■ **WORK TO COMPLETE**: Please pick up the news item below on the seven new CAS Professors and continue it from the end of its last sentence.

■ **PASSAGE SHOWN**:
--------
CHAMPAIGN, Ill. — The Center for Advanced Study has appointed seven new members to its permanent faculty – one of the highest forms of academic recognition the University of Illinois campus makes for outstanding scholarship.
The new CAS Professors are Antoinette Burton, history; Gary Dell, psychology; Eduardo Fradkin, physics; Martin Gruebele, chemistry; Sharon Hammes-Schiffer, chemistry; Harry Liebersohn, history; and Catherine Murphy, chemistry. They join 21 other CAS Professors with permanent appointments, and they will remain full members of their home departments while also serving on the annual selection committee for the CAS Associates and Fellows program. The new appointments were approved by the U. of I. Board of Trustees at its July meeting.
Burton is a historian of 19th- and 20th-century Britain and its empire, with a specialty in colonial India and an ongoing interest in Australasia and Africa. She is the author of six books and editor or co-editor of 14 collected volumes and many special issues of journals. She is currently working on an overview of Victoria’s empire, a world history textbook and a Bloomsbury series on the cultures of Western imperialism.
--------
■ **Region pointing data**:
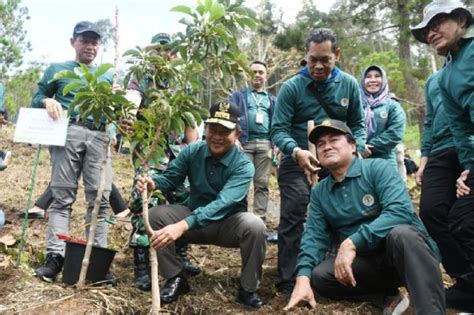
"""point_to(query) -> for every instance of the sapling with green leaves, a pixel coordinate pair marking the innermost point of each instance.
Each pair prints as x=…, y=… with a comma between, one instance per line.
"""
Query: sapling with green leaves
x=95, y=100
x=209, y=48
x=168, y=106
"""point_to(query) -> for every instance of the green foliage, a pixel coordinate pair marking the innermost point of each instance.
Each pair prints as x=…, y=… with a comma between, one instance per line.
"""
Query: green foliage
x=212, y=30
x=208, y=49
x=94, y=96
x=13, y=41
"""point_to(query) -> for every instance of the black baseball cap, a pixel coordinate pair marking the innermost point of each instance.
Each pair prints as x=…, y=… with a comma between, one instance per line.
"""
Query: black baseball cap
x=329, y=125
x=224, y=113
x=84, y=27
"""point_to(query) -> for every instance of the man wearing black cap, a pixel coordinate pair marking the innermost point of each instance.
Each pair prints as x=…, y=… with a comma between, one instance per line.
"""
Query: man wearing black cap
x=82, y=154
x=448, y=27
x=383, y=244
x=321, y=90
x=219, y=176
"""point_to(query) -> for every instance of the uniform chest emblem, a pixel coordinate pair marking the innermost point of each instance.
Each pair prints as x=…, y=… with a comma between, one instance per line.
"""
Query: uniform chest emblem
x=368, y=200
x=344, y=101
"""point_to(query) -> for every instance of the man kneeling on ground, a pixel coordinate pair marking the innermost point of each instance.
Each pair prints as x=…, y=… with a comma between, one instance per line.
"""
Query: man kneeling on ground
x=383, y=244
x=219, y=175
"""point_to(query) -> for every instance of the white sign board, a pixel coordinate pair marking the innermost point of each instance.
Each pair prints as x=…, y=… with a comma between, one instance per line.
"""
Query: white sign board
x=36, y=127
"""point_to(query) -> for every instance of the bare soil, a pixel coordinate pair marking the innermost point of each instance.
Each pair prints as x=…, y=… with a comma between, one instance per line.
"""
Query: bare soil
x=213, y=291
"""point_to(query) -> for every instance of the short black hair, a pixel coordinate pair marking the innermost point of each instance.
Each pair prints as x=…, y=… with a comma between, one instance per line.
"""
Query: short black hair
x=321, y=35
x=258, y=62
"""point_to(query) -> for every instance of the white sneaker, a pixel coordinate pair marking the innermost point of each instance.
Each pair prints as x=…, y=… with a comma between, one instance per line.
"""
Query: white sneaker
x=396, y=305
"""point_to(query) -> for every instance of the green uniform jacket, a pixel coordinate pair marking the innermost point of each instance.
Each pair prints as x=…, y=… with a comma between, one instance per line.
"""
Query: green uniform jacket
x=365, y=206
x=390, y=118
x=218, y=188
x=296, y=104
x=436, y=131
x=54, y=89
x=457, y=86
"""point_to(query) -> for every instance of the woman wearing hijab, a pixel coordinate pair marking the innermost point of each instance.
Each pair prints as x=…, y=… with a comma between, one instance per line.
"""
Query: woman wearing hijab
x=384, y=117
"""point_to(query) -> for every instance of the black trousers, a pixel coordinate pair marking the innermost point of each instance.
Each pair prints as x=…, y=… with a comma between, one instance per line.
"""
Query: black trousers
x=405, y=259
x=443, y=215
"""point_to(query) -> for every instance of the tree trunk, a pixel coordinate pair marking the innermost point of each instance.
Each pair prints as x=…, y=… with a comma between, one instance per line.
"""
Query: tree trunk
x=413, y=92
x=95, y=213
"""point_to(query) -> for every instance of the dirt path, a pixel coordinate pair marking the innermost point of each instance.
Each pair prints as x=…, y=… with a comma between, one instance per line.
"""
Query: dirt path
x=213, y=291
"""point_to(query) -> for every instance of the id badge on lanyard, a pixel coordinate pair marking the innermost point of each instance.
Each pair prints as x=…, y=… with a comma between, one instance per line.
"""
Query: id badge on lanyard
x=259, y=115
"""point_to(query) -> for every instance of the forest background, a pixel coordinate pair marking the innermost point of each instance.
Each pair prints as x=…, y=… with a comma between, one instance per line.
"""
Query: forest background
x=369, y=31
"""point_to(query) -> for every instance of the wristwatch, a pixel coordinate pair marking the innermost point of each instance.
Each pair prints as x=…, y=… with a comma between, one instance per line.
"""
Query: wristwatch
x=293, y=154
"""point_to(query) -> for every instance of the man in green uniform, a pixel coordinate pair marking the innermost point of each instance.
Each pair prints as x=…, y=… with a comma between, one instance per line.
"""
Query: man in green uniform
x=256, y=110
x=81, y=156
x=448, y=28
x=383, y=243
x=219, y=174
x=319, y=91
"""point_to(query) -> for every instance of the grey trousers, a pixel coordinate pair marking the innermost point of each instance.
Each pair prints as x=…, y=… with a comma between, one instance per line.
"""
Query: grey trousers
x=407, y=260
x=242, y=230
x=82, y=155
x=260, y=153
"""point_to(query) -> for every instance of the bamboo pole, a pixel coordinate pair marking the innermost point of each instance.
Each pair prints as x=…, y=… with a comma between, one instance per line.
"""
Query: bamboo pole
x=155, y=289
x=312, y=149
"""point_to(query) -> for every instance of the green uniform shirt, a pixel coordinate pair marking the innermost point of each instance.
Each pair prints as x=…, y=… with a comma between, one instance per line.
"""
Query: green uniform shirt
x=457, y=86
x=390, y=118
x=296, y=104
x=365, y=206
x=436, y=132
x=258, y=102
x=54, y=89
x=218, y=188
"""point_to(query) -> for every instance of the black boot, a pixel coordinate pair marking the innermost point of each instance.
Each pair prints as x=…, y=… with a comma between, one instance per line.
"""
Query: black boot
x=189, y=268
x=173, y=288
x=51, y=268
x=141, y=261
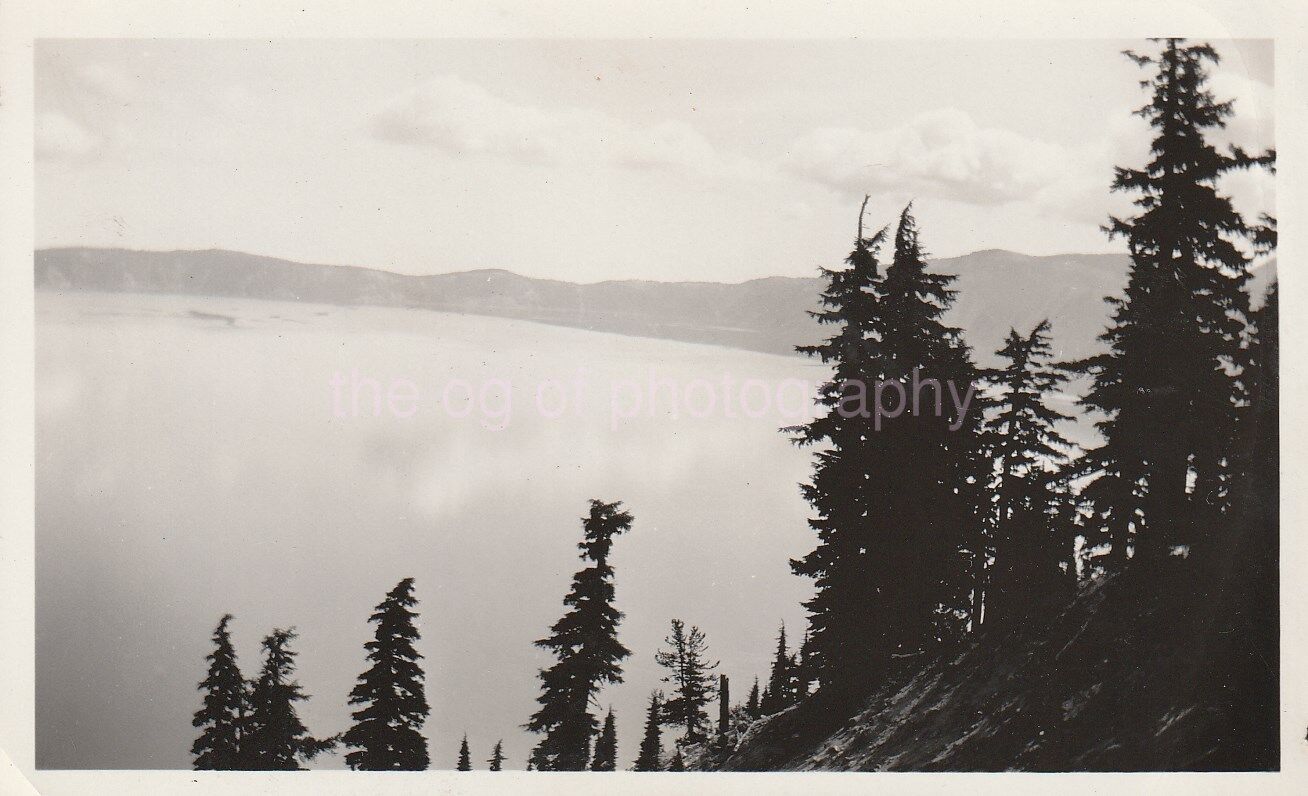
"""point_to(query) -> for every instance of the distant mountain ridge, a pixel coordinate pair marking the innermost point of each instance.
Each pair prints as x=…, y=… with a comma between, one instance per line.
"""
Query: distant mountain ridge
x=996, y=290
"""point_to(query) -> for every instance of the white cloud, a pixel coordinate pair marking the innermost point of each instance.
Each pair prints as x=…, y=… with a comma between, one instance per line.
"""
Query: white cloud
x=59, y=137
x=462, y=118
x=939, y=153
x=80, y=114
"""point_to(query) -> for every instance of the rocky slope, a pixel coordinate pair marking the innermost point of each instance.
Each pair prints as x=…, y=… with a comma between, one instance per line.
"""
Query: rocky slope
x=1137, y=673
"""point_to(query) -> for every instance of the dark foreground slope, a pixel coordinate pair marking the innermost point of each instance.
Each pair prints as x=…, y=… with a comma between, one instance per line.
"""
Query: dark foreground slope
x=1137, y=673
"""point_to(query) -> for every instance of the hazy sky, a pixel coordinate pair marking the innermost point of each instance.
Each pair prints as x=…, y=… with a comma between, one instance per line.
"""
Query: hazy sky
x=595, y=160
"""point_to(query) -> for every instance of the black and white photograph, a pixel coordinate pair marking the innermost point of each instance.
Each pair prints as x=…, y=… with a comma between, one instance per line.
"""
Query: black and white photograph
x=655, y=404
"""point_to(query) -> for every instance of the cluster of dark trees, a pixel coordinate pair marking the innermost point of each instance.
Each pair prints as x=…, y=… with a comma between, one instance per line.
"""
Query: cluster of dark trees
x=934, y=523
x=253, y=724
x=938, y=524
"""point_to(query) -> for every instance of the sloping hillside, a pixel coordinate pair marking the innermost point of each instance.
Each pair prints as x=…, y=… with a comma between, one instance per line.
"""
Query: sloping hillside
x=1135, y=673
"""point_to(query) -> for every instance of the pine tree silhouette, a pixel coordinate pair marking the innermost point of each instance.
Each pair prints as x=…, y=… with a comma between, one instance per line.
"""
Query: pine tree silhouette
x=497, y=756
x=777, y=696
x=464, y=756
x=606, y=746
x=678, y=762
x=387, y=732
x=586, y=647
x=1030, y=540
x=652, y=749
x=934, y=514
x=723, y=705
x=899, y=498
x=226, y=701
x=1162, y=476
x=751, y=705
x=848, y=634
x=276, y=739
x=801, y=669
x=691, y=677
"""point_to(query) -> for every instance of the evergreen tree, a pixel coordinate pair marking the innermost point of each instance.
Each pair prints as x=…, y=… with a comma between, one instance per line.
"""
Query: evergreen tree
x=1030, y=544
x=801, y=669
x=933, y=515
x=899, y=486
x=691, y=677
x=844, y=608
x=678, y=762
x=464, y=756
x=1163, y=472
x=777, y=696
x=226, y=699
x=586, y=647
x=606, y=746
x=751, y=705
x=276, y=739
x=723, y=705
x=652, y=749
x=387, y=732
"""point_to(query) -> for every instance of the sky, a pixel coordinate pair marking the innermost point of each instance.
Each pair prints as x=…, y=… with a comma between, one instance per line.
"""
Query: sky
x=591, y=160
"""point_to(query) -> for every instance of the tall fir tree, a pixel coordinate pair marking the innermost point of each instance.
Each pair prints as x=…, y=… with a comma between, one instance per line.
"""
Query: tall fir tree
x=606, y=746
x=934, y=513
x=751, y=705
x=497, y=756
x=586, y=647
x=464, y=756
x=652, y=748
x=844, y=611
x=801, y=669
x=897, y=489
x=1031, y=545
x=678, y=762
x=691, y=677
x=777, y=694
x=723, y=705
x=387, y=732
x=226, y=701
x=1162, y=476
x=276, y=739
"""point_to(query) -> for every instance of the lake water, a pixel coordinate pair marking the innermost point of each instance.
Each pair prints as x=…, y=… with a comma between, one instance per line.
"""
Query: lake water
x=192, y=460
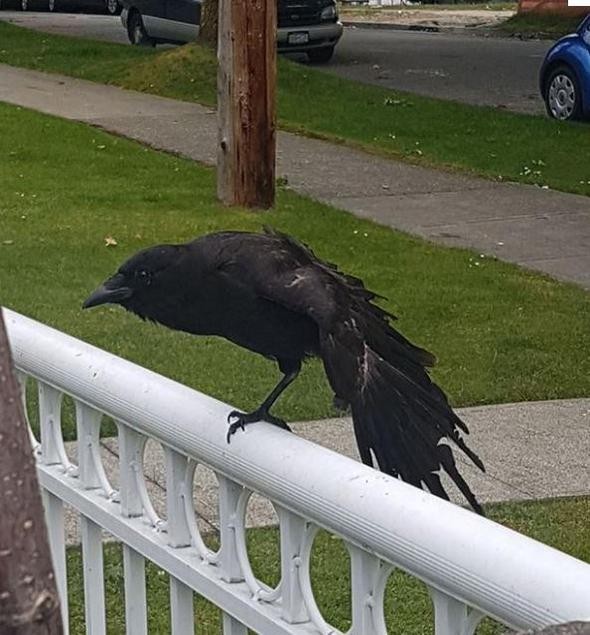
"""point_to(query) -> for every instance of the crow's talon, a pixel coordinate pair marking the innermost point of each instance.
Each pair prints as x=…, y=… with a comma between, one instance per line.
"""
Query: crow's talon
x=234, y=427
x=242, y=419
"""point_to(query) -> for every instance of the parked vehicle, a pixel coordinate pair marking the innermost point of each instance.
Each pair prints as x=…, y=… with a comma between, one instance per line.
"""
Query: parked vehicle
x=565, y=75
x=304, y=26
x=112, y=7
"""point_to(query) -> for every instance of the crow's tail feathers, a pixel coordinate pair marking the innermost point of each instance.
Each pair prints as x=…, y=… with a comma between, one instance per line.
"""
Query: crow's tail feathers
x=401, y=419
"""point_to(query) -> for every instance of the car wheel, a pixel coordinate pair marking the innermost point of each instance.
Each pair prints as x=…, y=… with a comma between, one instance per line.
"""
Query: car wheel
x=563, y=98
x=136, y=31
x=321, y=56
x=112, y=7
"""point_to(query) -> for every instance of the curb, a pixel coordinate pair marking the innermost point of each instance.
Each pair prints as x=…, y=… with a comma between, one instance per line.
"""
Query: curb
x=391, y=26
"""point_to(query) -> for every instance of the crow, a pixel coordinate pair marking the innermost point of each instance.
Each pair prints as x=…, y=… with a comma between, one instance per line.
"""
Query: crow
x=270, y=294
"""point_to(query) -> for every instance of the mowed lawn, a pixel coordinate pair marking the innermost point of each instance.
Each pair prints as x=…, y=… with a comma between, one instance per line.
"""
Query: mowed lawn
x=497, y=144
x=70, y=192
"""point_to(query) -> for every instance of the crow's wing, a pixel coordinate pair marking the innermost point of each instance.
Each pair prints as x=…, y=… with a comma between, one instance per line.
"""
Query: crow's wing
x=401, y=418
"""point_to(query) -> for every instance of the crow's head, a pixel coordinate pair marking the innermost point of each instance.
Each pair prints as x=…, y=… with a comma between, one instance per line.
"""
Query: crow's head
x=137, y=278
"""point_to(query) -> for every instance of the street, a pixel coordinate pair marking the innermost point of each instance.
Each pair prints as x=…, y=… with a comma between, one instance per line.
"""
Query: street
x=496, y=72
x=476, y=70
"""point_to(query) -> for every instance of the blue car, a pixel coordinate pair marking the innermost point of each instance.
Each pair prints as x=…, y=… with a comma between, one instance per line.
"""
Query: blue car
x=565, y=75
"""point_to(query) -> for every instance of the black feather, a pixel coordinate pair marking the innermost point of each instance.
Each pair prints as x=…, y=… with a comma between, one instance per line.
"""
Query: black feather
x=270, y=294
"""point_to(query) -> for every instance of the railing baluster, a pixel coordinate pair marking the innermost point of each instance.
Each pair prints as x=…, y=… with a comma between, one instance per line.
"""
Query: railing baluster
x=452, y=617
x=368, y=578
x=131, y=445
x=181, y=596
x=181, y=608
x=179, y=534
x=90, y=467
x=231, y=626
x=54, y=517
x=92, y=557
x=52, y=447
x=23, y=379
x=229, y=499
x=135, y=592
x=292, y=528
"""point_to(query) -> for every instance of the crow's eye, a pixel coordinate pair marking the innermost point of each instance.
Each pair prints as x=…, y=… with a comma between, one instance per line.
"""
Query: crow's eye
x=144, y=276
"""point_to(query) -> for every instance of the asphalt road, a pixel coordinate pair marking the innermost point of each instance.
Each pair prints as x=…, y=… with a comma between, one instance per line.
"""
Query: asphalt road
x=488, y=71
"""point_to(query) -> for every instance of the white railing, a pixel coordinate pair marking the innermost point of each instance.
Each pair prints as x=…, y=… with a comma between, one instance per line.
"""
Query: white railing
x=472, y=566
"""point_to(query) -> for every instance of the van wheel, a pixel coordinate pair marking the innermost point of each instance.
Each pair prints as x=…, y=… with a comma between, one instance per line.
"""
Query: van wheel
x=136, y=31
x=563, y=97
x=321, y=56
x=112, y=7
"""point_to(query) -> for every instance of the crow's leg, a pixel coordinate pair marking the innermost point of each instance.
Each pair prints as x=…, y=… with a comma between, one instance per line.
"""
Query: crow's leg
x=262, y=413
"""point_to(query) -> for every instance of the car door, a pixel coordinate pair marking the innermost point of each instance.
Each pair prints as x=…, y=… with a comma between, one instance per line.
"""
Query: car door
x=183, y=18
x=153, y=15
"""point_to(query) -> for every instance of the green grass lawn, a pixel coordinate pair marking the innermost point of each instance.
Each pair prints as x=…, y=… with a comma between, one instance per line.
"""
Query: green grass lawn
x=484, y=141
x=501, y=333
x=560, y=523
x=539, y=25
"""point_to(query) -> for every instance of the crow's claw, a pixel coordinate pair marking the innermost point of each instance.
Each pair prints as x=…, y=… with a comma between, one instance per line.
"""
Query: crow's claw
x=242, y=419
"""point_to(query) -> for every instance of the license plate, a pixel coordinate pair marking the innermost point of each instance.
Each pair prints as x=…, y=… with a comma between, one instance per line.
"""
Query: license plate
x=299, y=37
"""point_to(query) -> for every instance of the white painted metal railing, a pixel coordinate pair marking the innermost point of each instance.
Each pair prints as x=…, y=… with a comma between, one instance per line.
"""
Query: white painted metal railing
x=472, y=566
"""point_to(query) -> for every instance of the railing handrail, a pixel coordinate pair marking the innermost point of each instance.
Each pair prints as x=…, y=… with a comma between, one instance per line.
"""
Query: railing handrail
x=505, y=574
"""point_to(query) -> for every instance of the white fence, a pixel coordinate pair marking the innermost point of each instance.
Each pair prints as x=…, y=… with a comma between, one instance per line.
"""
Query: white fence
x=472, y=566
--------
■ **ANSWER BOX**:
Dell’s work deals with how people produce and understand sentences, and how these processes can be modeled using neural networks. He has developed a neural net model that makes predictions about the qualitative and quantitative properties of speech errors, which can be used to understand patterns of behavior resulting from brain damage. By changing the processing characteristics of the model, one can produce speech error patterns that are characteristic of certain types of aphasic patients.
Fradkin is an internationally recognized leader in theoretical physics, specifically at the interface between quantum field theory and condensed matter physics. He has recently developed a theory of electronic liquid crystal phases in strongly correlated systems and formulated a mechanism of high-temperature superconductivity based on this new concept.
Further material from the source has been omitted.